## Rows from a pointing dataset
::::::::::

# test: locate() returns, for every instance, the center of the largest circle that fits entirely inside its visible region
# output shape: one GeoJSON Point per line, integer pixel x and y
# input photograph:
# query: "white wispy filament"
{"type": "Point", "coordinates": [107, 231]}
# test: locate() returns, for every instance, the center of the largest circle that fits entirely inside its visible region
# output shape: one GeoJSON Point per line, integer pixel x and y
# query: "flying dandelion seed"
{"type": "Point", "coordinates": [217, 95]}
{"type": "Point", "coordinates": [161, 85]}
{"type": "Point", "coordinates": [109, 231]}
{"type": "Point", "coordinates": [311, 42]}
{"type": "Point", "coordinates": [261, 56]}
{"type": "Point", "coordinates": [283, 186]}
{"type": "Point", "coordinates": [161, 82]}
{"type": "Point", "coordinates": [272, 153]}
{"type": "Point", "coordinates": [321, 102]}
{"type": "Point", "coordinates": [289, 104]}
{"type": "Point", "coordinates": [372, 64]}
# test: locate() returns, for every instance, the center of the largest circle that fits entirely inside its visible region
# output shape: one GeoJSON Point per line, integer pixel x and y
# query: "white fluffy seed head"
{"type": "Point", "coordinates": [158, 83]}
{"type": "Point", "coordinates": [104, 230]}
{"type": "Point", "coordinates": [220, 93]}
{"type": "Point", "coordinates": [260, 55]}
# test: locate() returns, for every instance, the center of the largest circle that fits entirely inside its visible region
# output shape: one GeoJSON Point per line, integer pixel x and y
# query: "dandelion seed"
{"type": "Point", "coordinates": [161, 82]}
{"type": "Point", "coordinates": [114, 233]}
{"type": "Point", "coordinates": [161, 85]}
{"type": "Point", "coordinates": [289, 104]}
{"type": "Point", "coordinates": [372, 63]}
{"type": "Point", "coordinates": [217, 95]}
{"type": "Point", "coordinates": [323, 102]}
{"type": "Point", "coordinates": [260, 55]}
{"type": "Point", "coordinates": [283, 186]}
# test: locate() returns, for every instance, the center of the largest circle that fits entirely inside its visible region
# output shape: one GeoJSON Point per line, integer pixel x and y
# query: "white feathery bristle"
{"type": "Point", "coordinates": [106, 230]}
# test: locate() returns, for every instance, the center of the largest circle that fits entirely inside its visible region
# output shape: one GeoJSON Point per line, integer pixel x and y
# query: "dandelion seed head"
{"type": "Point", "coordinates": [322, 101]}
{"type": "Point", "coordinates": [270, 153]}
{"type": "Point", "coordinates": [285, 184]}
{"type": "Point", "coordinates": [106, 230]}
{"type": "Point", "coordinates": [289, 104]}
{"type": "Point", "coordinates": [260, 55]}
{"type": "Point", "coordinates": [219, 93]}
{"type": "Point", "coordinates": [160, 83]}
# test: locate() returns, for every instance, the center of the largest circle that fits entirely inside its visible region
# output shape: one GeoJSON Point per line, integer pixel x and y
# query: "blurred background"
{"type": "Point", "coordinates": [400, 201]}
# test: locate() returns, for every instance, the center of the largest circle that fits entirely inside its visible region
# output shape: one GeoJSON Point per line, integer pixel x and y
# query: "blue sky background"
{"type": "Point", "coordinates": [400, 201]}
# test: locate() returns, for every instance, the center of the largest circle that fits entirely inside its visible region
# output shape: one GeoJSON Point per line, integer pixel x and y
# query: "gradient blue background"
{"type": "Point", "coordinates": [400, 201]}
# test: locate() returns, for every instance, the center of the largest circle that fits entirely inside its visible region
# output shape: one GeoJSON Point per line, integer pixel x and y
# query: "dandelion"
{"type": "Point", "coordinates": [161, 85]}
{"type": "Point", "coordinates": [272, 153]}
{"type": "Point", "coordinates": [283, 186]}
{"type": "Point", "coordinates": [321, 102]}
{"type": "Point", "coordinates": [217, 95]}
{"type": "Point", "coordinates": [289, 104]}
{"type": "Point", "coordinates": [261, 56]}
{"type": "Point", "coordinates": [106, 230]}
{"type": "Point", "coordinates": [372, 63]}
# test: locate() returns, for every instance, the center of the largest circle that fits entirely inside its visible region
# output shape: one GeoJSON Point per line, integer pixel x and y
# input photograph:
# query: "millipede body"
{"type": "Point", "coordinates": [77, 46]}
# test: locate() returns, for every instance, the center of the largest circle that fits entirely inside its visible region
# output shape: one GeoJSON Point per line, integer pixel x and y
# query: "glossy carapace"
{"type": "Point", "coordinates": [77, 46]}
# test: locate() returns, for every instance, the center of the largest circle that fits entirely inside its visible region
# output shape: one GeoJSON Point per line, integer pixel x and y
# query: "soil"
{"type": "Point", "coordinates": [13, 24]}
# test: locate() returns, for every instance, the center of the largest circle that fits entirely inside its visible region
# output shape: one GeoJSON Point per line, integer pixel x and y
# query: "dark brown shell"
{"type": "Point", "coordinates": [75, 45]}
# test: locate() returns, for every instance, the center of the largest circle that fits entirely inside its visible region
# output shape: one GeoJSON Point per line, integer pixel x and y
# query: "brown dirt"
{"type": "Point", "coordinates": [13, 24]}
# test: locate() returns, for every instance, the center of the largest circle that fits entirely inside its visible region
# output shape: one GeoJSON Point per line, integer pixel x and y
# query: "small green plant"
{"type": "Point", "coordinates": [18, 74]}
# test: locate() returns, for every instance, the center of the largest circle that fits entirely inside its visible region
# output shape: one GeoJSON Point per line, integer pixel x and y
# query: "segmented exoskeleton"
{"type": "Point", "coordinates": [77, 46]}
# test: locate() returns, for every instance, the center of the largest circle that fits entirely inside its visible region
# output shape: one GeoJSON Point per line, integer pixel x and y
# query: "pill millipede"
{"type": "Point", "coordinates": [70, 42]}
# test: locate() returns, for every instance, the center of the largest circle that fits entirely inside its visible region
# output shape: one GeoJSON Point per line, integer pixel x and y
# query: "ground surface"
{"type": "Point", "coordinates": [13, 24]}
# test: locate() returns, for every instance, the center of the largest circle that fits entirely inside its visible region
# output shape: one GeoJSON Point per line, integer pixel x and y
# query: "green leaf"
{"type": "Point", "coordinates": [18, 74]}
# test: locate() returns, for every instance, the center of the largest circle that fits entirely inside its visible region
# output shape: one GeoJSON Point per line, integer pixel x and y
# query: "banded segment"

::::::::::

Quote all the records exactly, please, leaving none out.

# test: locate() returns, for every instance, the center of the largest circle that fits entirely inside its visible region
# output shape: one GeoJSON Point per line, integer pixel x and y
# input photograph:
# query: "white wispy filament"
{"type": "Point", "coordinates": [107, 231]}
# test: locate() returns, for every instance, the center of the largest circle that fits entirely inside its visible region
# output shape: one GeoJSON Point per line, integer pixel x and y
# query: "flying dandelion seed"
{"type": "Point", "coordinates": [217, 95]}
{"type": "Point", "coordinates": [161, 85]}
{"type": "Point", "coordinates": [109, 231]}
{"type": "Point", "coordinates": [311, 42]}
{"type": "Point", "coordinates": [261, 56]}
{"type": "Point", "coordinates": [283, 186]}
{"type": "Point", "coordinates": [161, 82]}
{"type": "Point", "coordinates": [272, 153]}
{"type": "Point", "coordinates": [321, 102]}
{"type": "Point", "coordinates": [289, 104]}
{"type": "Point", "coordinates": [372, 64]}
# test: locate() returns, for every instance, the center of the largest circle that fits entirely inside its visible region
# output shape: one GeoJSON Point per line, integer pixel x and y
# query: "white fluffy seed head"
{"type": "Point", "coordinates": [158, 83]}
{"type": "Point", "coordinates": [104, 230]}
{"type": "Point", "coordinates": [220, 93]}
{"type": "Point", "coordinates": [260, 55]}
# test: locate() returns, for every instance, the center of the largest circle that fits entirely inside its visible region
# output shape: one GeoJSON Point per line, integer pixel x and y
# query: "dandelion seed"
{"type": "Point", "coordinates": [161, 82]}
{"type": "Point", "coordinates": [114, 233]}
{"type": "Point", "coordinates": [161, 85]}
{"type": "Point", "coordinates": [289, 104]}
{"type": "Point", "coordinates": [372, 63]}
{"type": "Point", "coordinates": [217, 95]}
{"type": "Point", "coordinates": [323, 102]}
{"type": "Point", "coordinates": [260, 55]}
{"type": "Point", "coordinates": [283, 186]}
# test: locate() returns, for every instance, the center of the largest circle that fits entirely inside its visible region
# output shape: one GeoJSON Point per line, integer pixel x and y
# query: "white feathery bristle"
{"type": "Point", "coordinates": [106, 230]}
# test: locate() returns, for every instance, the center of the largest circle that fits entirely inside its visible region
# output shape: one GeoJSON Point per line, integer pixel x and y
# query: "dandelion seed head"
{"type": "Point", "coordinates": [322, 101]}
{"type": "Point", "coordinates": [270, 153]}
{"type": "Point", "coordinates": [285, 184]}
{"type": "Point", "coordinates": [106, 230]}
{"type": "Point", "coordinates": [289, 104]}
{"type": "Point", "coordinates": [260, 55]}
{"type": "Point", "coordinates": [219, 93]}
{"type": "Point", "coordinates": [160, 83]}
# test: locate() returns, for every instance, the center of the largest circle that fits entirely inside its visible region
# output shape: one GeoJSON Point per line, integer pixel x and y
# query: "blurred background"
{"type": "Point", "coordinates": [400, 201]}
# test: locate() returns, for every instance, the center of the largest circle that fits entirely inside its visible region
# output shape: one GeoJSON Point per line, integer pixel x and y
# query: "blue sky background"
{"type": "Point", "coordinates": [400, 201]}
# test: locate() returns, for every instance, the center of the largest circle that fits entirely inside its visible region
# output shape: one GeoJSON Point per line, integer pixel x and y
# query: "gradient blue background"
{"type": "Point", "coordinates": [400, 201]}
# test: locate() returns, for every instance, the center of the largest circle that fits entirely inside its visible region
# output shape: one GeoJSON Point per line, integer pixel x and y
# query: "dandelion"
{"type": "Point", "coordinates": [161, 85]}
{"type": "Point", "coordinates": [272, 153]}
{"type": "Point", "coordinates": [283, 186]}
{"type": "Point", "coordinates": [321, 102]}
{"type": "Point", "coordinates": [217, 95]}
{"type": "Point", "coordinates": [289, 104]}
{"type": "Point", "coordinates": [261, 56]}
{"type": "Point", "coordinates": [106, 230]}
{"type": "Point", "coordinates": [372, 63]}
# test: locate() returns, for every instance, the center of the largest circle that fits entirely inside its visible region
# output shape: one GeoJSON Point per line, integer pixel x and y
# input photograph:
# query: "millipede body"
{"type": "Point", "coordinates": [77, 46]}
# test: locate() returns, for every instance, the center of the largest circle that fits entirely inside its visible region
# output shape: one GeoJSON Point per line, integer pixel x and y
# query: "glossy carapace"
{"type": "Point", "coordinates": [77, 46]}
# test: locate() returns, for every instance, the center of the largest circle that fits entirely inside its visible region
# output shape: one GeoJSON Point per line, integer pixel x and y
# query: "soil"
{"type": "Point", "coordinates": [13, 24]}
# test: locate() returns, for every instance, the center of the largest circle that fits entirely inside its visible region
# output shape: one GeoJSON Point per line, integer pixel x and y
# query: "dark brown shell"
{"type": "Point", "coordinates": [75, 45]}
# test: locate() returns, for every instance, the center of the largest circle that fits entirely inside its visible region
# output shape: one GeoJSON Point per line, integer pixel x and y
# query: "brown dirt"
{"type": "Point", "coordinates": [13, 24]}
# test: locate() returns, for every instance, the center of the largest circle that fits entirely inside its visible region
# output shape: one GeoJSON Point per line, integer pixel x and y
# query: "small green plant"
{"type": "Point", "coordinates": [18, 74]}
# test: locate() returns, for every instance, the center of the largest circle that fits entirely inside its visible region
# output shape: one GeoJSON Point per line, integer pixel x and y
# query: "segmented exoskeleton"
{"type": "Point", "coordinates": [77, 46]}
# test: locate() returns, for every instance, the center of the largest circle that fits entirely inside its visible region
# output shape: one GeoJSON Point per line, integer pixel x and y
# query: "pill millipede"
{"type": "Point", "coordinates": [70, 42]}
# test: locate() returns, for every instance, the center of the largest circle that fits entirely inside its visible region
# output shape: one GeoJSON Point per line, integer pixel x and y
# query: "ground surface"
{"type": "Point", "coordinates": [13, 24]}
# test: locate() returns, for every instance, the center of the largest circle that fits entirely inside its visible region
# output shape: one GeoJSON Point per line, integer pixel x and y
# query: "green leaf"
{"type": "Point", "coordinates": [18, 74]}
# test: locate() returns, for every instance, the center of the largest circle that fits entirely inside its visible region
# output shape: one GeoJSON Point per line, integer pixel x and y
# query: "banded segment"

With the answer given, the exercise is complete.